━━ Reading text

Following the Rainborowes from hectic London shipyards to remote Aegean islands, from the muddy streets of Boston to the battles of the English Civil War, Tinniswood reveals the indelible marks they left on America and England—and the profound and irrevocable changes these thirty years had on the family and their fellow Englishmen in Europe and America. A feat of historical reporting, The Rainborowes spans oceans and generations to show how the American identity was forged in the crucible of England’s bloody civil war.
Advance Praise
“Adrian Tinniswood has followed the irrepressible Rainborowes from church pews to battlefields to the decks of ships battling pirates, and here offers a compelling history of a clan at the center of much of the action that recast the English seventeenth century. This is a captivating family history with the twists and turns of a favorite novel that you don’t want to put down.”
—Peter C. Mancall, author of Fatal Journey: The Final Expedition of Henry Hudson
“The Rainborowe clan fought pirates, freed English slaves in North Africa, intermarried with the ruling family of Massachusetts, pioneered transatlantic trade, and led Parliament’s army and navy. In his lively and fluent chronicle of the family, Adrian Tinniswood shows how their short tempers, religious conviction, and passion for political equality shaped New England at its founding and remade old England during its Civil Wars.”
—Caleb Crain, author of Necessary Errors and American Sympathy
“A lively account of an important family in the Atlantic world of the seventeenth century.”

━━━━
━━ Items

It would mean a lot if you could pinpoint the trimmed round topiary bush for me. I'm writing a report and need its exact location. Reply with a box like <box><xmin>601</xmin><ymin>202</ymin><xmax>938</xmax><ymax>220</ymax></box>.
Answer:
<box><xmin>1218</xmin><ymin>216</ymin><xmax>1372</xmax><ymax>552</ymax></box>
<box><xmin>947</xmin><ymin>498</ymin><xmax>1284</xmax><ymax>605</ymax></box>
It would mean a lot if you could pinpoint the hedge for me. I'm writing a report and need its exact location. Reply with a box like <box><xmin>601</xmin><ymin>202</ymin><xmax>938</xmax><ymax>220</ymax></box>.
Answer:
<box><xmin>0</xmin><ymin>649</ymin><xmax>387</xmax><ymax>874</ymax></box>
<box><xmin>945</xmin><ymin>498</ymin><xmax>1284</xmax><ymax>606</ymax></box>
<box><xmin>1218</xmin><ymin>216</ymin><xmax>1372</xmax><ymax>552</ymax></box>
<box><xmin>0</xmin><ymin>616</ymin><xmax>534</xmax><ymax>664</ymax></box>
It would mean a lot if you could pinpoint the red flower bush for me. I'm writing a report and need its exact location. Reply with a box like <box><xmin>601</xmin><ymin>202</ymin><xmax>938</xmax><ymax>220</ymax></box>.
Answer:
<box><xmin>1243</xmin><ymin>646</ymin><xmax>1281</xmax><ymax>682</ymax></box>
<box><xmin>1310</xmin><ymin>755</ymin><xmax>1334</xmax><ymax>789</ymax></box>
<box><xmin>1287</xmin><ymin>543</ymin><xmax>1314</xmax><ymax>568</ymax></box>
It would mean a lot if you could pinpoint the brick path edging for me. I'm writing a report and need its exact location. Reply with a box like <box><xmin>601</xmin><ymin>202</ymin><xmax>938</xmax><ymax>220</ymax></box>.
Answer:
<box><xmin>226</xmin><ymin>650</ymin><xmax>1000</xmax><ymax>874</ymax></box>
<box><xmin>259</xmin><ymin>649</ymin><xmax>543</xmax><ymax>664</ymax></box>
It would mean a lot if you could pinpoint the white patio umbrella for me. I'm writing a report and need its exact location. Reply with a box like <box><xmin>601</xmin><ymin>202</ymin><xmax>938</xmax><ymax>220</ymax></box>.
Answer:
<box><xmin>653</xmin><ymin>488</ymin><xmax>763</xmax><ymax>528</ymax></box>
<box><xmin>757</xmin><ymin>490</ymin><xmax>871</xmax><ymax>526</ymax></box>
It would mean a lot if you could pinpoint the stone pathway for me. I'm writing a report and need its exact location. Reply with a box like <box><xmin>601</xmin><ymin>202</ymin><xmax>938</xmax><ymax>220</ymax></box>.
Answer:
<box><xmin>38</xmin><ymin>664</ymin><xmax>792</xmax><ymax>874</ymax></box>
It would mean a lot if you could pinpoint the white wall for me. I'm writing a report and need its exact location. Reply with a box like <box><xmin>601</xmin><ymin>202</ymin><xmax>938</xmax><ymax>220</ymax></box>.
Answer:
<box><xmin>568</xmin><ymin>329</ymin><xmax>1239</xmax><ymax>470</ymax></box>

━━━━
━━ Items

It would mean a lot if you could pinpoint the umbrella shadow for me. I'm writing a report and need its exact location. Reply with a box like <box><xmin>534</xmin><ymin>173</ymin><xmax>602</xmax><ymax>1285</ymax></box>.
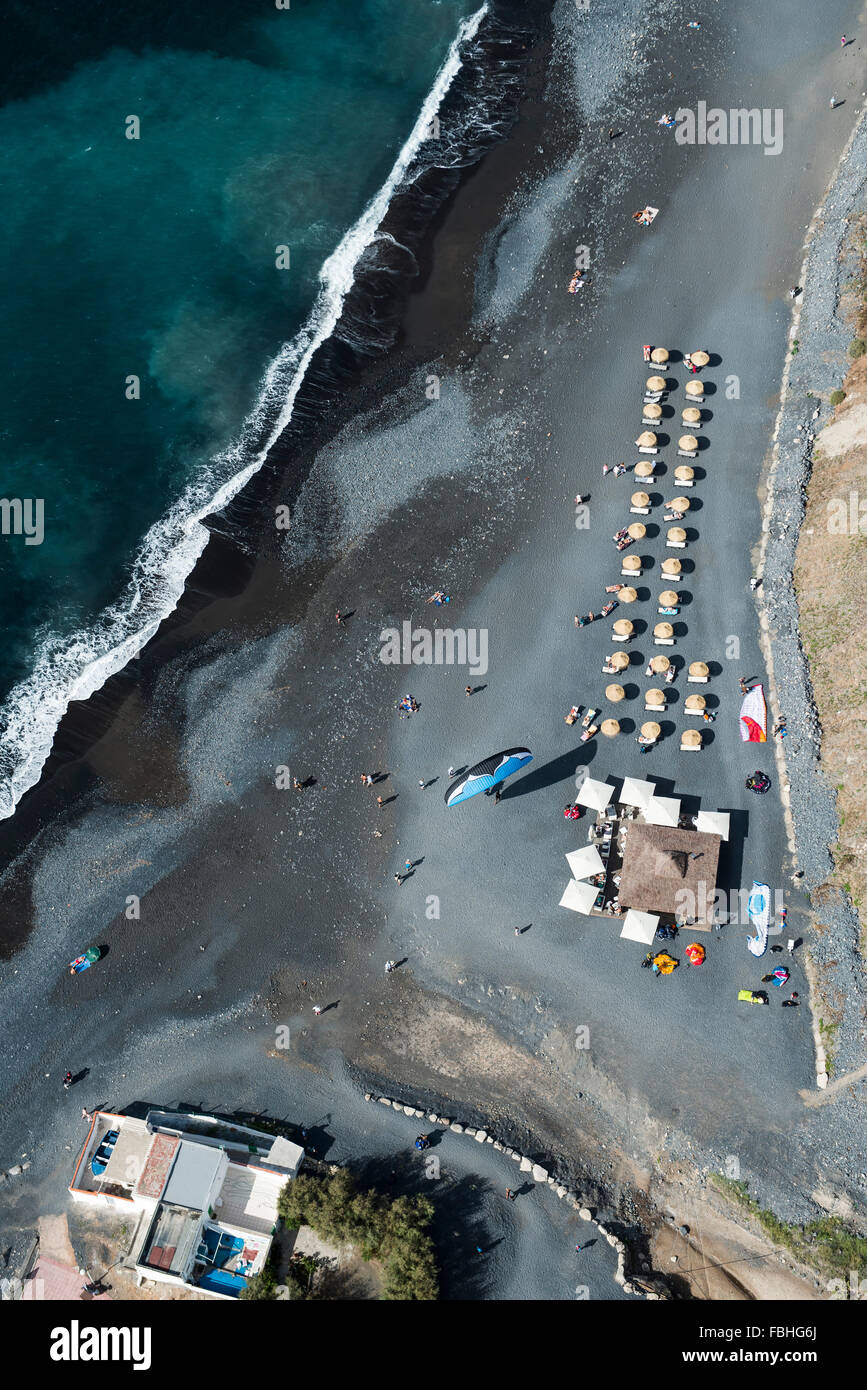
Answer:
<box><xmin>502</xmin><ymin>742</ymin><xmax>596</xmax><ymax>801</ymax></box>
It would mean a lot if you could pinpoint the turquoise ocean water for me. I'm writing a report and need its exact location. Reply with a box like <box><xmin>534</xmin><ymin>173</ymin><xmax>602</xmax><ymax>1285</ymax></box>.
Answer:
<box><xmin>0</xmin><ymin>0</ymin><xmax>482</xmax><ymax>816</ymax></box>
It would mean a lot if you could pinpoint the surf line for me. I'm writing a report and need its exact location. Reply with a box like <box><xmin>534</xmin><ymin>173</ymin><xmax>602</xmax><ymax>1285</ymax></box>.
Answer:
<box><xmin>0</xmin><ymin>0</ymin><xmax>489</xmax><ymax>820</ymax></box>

━━━━

Continue the description of the book about the Rainborowes from the point where it stops.

Answer to the problem -
—Francis J. Bremer, author of Building a New Jerusalem: John Davenport, A Puritan in Three Worlds
“In this fascinating story of a remarkable family, the Rainborowes and their relatives, Adrian Tinniswood presents a vivid and compelling account of the tumultuous events that swept across the English transatlantic world in the mid-17th century, transforming England and America alike. Through the lens of the Rainborowes’ changing fortunes during bloody civil war, mass migration, and social and religious upheaval, the author reminds us of the powerful ties of kinship and faith that spanned the English Atlantic, and of the intense personal struggles that helped shape old and New England in this formative period.”
—James Horn, author of A Kingdom Strange: The Brief and Tragic History of the Lost Colony of Roanoke
“Adrian Tinniswood recounts the story of this fascinating family with verve and insight. The Rainborowes moved near the center of the circles that hoped first to create a model society in New England and then to transform old England. From the docks of Wapping to the newly settled village of Cambridge, Massachusetts, from the chambers of the Long Parliament to the streets of Doncaster where Thomas Rainborowe died, Tinniswood brings to life these godly reform-minded sailors, soldiers, and settlers.”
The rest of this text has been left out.